▶ [FRAGMENTO FACILITADO]
○ ○ ○
Ignacio Camacho-ABC

  • El Gobierno más intervencionista del siglo se encoge de hombros ante el peligro de su propio vacío normativo

Podrá haber causado indignación, desagrado, pesimismo, escarnio, pero no sorpresa. Porque estaba bastante cantado que el final del toque de queda sin legislación alternativa iba a desatar una descarga de euforia callejera, aunque quizá fuese más difícil prever que se convirtiese en un festejo popular como el de Nochevieja. En concreto como el de Bérchules, el pueblo de la Alpujarra que celebra el cabo de año en agosto desde que un apagón lo dejó sin campanadas. Desde luego cien mil muertos merecían algo más de responsabilidad ciudadana por muy hartos que estuviésemos todos del estado de alarma. Pero el vacío normativo emitía claras señales de peligro ante las que el Gobierno más intervencionista y regulador del siglo no sólo se negó a darse por aludido sino que se desentendió adrede desde el principio, como si el desbarajuste estuviese fuera de su alcance político por tratarse de un inevitable giro del destino.
○ ○ ○
▶ [OBJETIVO DEL EJERCICIO] Prosigue la columna sobre el fin del toque de queda a partir de su última frase.

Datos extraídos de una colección
○ ○ ○
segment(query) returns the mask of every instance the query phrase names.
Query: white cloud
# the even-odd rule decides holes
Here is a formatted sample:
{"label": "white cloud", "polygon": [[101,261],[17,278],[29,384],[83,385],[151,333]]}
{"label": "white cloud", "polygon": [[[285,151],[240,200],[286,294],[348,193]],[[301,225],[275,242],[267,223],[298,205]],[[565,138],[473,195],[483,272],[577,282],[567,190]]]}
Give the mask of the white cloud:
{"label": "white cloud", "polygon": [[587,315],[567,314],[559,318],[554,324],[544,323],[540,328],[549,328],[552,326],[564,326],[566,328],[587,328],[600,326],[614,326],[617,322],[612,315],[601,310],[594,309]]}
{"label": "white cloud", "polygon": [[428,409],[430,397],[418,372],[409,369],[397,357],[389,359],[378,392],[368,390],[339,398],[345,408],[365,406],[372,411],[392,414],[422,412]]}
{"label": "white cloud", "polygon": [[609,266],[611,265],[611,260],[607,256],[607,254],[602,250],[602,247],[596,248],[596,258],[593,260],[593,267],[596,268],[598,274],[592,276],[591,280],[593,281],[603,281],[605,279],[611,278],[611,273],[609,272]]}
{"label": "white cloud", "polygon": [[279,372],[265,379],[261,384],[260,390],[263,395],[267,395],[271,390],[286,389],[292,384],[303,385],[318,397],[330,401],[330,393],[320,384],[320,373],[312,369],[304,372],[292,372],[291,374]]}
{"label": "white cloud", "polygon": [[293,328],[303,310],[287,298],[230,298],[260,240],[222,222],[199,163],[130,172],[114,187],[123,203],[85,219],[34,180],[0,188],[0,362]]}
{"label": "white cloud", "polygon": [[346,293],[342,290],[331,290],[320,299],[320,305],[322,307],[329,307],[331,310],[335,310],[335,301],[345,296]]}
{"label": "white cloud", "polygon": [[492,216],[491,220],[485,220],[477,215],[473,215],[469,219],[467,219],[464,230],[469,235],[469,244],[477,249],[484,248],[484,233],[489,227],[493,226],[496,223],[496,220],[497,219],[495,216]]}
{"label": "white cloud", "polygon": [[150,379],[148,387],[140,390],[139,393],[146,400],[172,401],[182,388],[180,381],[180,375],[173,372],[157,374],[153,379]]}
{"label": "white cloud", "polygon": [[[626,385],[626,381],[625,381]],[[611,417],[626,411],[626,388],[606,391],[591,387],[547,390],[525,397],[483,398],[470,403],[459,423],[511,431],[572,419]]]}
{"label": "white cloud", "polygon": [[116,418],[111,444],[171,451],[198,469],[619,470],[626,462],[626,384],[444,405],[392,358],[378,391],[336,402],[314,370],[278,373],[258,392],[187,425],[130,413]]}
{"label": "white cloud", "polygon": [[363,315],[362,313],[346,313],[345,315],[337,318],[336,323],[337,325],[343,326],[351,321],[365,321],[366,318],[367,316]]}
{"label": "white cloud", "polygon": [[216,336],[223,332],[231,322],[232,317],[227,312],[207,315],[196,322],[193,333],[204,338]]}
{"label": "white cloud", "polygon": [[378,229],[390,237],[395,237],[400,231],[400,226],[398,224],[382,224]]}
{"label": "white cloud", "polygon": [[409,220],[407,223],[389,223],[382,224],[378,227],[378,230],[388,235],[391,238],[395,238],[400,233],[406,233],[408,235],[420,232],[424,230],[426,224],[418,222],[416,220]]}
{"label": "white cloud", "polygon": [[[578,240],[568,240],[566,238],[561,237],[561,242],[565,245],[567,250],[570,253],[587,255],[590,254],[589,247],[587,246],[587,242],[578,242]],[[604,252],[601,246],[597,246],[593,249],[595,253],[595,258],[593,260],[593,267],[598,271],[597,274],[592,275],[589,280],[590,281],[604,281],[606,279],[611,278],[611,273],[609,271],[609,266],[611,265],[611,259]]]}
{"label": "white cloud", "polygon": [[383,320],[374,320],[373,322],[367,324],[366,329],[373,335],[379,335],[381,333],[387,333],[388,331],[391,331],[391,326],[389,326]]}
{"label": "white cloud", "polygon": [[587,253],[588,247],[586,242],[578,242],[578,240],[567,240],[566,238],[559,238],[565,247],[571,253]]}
○ ○ ○
▶ [RESPUESTA]
Aunque el taponazo de la noche del sábado quede al final -ojalá- en un mero episodio aislado de escaso o leve impacto sanitario, la ausencia de un marco jurídico claro para combatir la pandemia constituye una inacción culpable rayana en la negligencia de Estado. La población está recibiendo de las autoridades el mensaje equivocado de que el Covid ya no es un asunto de primer plano. El Ejecutivo que monta campañas de propaganda sobre cualquier proyecto secundario ha optado por cruzarse de brazos y encerrarse en una afonía inesperada, en un silencio espeso, en un aislamiento estanco. Ni medidas, ni pedagogía social, ni advertencias: nada. Hasta Simón, el embustero dicharachero, está sorprendentemente callado. Después de la derrota de Madrid, la consigna es el rechazo a cualquier decisión o anuncio que puedan resultar antipáticos. Los seis meses y medio de poderes excepcionales le queman a Sánchez las manos. Así que ahora, además de a las autonomías, les endilga el problema a los magistrados. Tras extender el desgobierno pretende mutualizar el caos.

El largo estado de alarma era algo más que insostenible: carecía de fundamento. Un vulgar subterfugio para sortear la revisión periódica del Congreso. Lo inadmisible, en todo caso, es que este tiempo no se haya aprovechado para arbitrar procedimientos intermedios entre el absentismo absoluto y la restricción de libertades y derechos, máxime cuando los partidos de la oposición se han cansado de ofrecer su consenso. Simplemente, sucede que Sánchez ha decretado la inexistencia fáctica del virus ante la imposibilidad de sacarle réditos. Para él, si acaso, las vacunas y el dinero europeo; para los demás, la brega con el contagio, las limitaciones a la actividad, los perímetros territoriales, los aprietos hospitalarios. Ése no es su trabajo; a un César no se le molesta con pequeños contratiempos cotidianos. Que luego los votantes se toman unas cañas y se vuelven ingratos.